_THE PROBLEM_
Go through the records and extract every line with the word "outline".

_MATERIAL PROVIDED_

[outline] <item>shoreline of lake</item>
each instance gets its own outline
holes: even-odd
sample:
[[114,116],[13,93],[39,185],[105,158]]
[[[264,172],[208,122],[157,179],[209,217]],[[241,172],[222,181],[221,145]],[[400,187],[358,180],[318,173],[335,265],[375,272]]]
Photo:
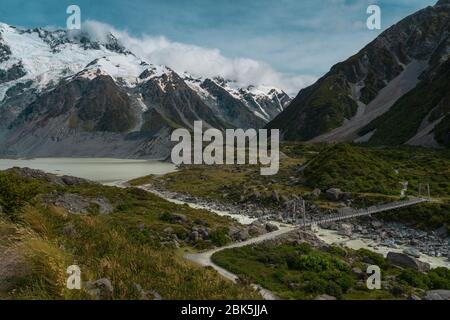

_ANSWER AREA_
[outline] <item>shoreline of lake</item>
each instance gets its own outline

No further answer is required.